<<<<
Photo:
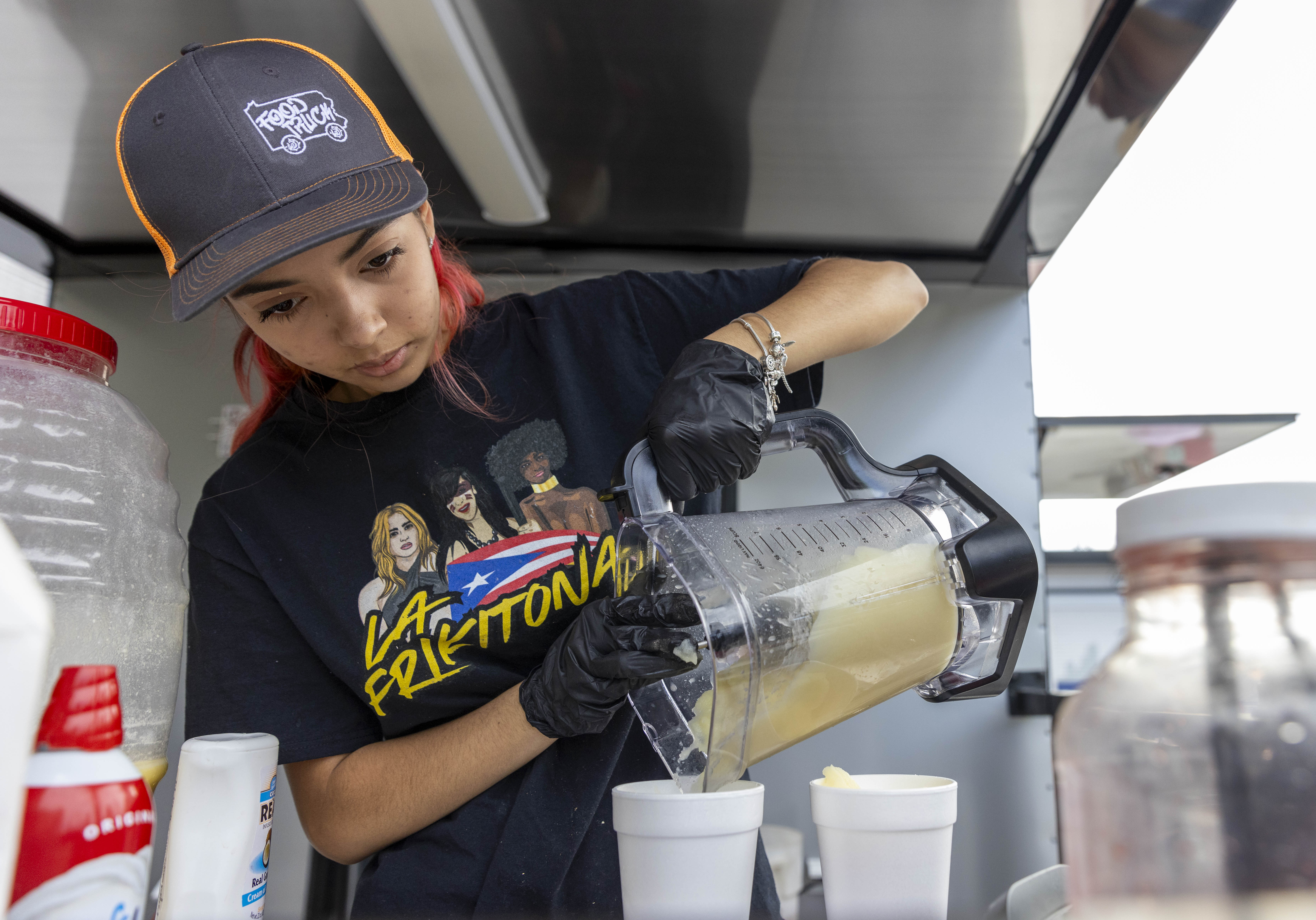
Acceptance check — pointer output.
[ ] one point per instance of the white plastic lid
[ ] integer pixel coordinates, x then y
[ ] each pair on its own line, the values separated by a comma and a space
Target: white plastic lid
1244, 511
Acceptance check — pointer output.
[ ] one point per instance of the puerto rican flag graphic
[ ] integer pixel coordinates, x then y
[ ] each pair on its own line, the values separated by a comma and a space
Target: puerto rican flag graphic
510, 565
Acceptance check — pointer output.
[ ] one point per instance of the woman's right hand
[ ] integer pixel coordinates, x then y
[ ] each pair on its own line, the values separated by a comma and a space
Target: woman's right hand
615, 647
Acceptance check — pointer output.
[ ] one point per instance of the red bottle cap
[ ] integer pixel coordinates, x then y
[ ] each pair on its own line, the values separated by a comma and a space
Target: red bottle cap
83, 711
59, 327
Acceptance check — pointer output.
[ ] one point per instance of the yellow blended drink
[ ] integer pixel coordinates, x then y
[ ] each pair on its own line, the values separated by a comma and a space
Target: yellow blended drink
884, 622
814, 615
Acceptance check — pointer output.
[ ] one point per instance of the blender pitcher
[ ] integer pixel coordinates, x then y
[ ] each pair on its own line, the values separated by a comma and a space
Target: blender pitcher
814, 615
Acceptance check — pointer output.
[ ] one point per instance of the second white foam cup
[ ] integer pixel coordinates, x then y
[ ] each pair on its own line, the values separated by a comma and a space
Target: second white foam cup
686, 855
886, 847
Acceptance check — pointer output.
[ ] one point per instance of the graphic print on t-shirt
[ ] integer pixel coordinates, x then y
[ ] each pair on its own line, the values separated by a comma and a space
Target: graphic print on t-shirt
485, 585
527, 457
469, 518
405, 556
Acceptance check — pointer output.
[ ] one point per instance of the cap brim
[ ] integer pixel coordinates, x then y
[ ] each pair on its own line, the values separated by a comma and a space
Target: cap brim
352, 203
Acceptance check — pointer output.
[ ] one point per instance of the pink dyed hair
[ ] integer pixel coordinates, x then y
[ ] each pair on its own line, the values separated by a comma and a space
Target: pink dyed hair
460, 299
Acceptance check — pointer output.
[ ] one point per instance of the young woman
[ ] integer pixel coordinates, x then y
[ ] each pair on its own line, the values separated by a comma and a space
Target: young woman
470, 765
405, 559
470, 520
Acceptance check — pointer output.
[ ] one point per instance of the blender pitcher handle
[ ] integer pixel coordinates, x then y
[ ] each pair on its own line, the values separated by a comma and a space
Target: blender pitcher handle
636, 489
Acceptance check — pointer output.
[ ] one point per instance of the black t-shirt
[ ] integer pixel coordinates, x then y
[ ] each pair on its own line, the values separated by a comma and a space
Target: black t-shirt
366, 571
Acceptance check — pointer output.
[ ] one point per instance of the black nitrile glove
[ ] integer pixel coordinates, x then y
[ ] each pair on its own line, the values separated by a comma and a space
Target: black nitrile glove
616, 645
709, 420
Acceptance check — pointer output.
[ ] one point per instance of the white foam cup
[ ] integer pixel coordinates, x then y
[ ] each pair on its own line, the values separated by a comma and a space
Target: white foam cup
686, 856
886, 847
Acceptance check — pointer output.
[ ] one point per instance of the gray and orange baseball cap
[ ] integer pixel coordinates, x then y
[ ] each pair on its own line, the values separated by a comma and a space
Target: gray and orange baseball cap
243, 155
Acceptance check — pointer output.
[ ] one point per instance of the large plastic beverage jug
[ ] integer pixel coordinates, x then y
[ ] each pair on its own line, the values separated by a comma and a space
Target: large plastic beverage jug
813, 615
91, 506
1186, 767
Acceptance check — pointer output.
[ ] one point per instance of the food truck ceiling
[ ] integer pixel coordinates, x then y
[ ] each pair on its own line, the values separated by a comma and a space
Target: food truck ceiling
910, 128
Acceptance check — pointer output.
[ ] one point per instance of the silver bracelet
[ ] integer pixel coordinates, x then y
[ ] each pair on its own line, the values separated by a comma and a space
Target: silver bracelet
774, 357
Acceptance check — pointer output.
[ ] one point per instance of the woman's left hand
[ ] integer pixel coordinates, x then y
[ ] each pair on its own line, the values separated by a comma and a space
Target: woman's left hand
709, 420
711, 417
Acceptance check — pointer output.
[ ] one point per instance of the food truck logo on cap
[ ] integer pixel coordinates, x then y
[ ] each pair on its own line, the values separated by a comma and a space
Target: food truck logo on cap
289, 123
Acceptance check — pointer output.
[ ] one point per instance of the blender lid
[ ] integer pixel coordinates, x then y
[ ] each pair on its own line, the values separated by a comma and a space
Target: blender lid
1240, 511
59, 327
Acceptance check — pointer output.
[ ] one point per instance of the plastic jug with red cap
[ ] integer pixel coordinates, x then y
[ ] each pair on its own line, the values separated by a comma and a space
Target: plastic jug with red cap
91, 507
86, 848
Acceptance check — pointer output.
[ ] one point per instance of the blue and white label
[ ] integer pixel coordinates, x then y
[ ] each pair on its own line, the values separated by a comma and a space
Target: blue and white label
289, 123
262, 842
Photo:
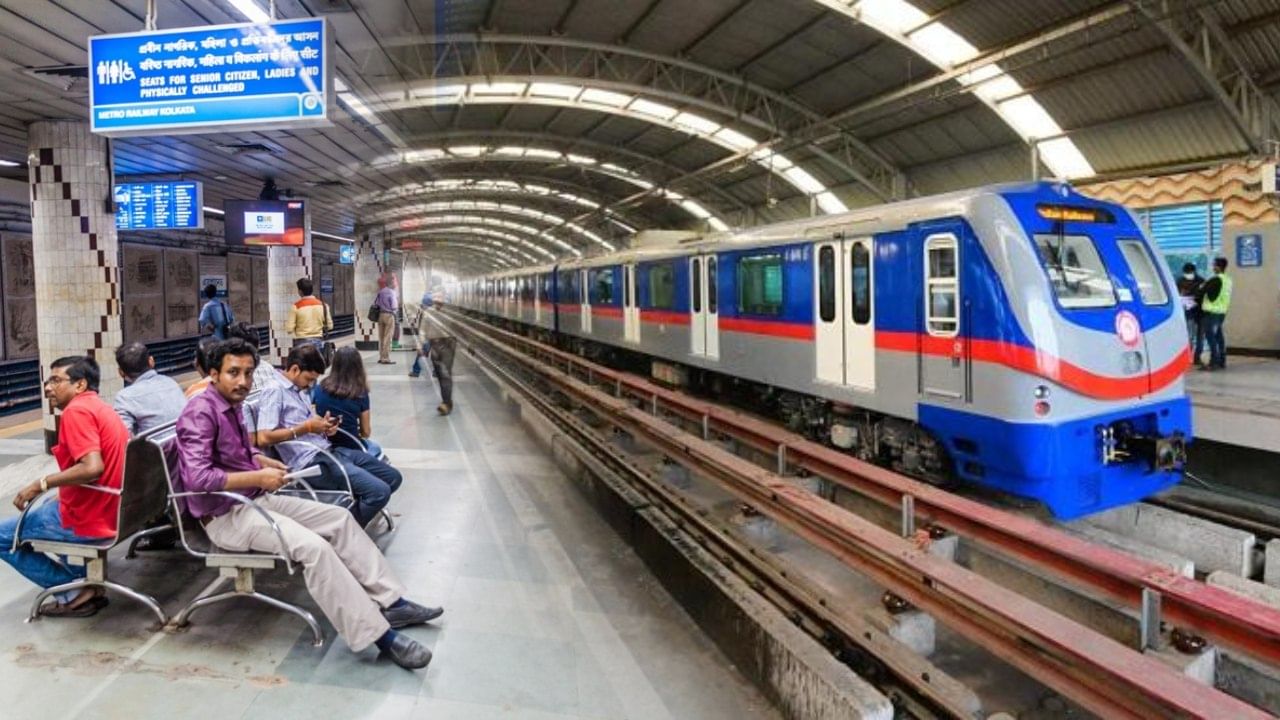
>>>>
WHAT TO WORK ON:
Count the lines in the rows above that contain the word "logo". Give only the number.

ANSWER TO THIS EXERCISE:
2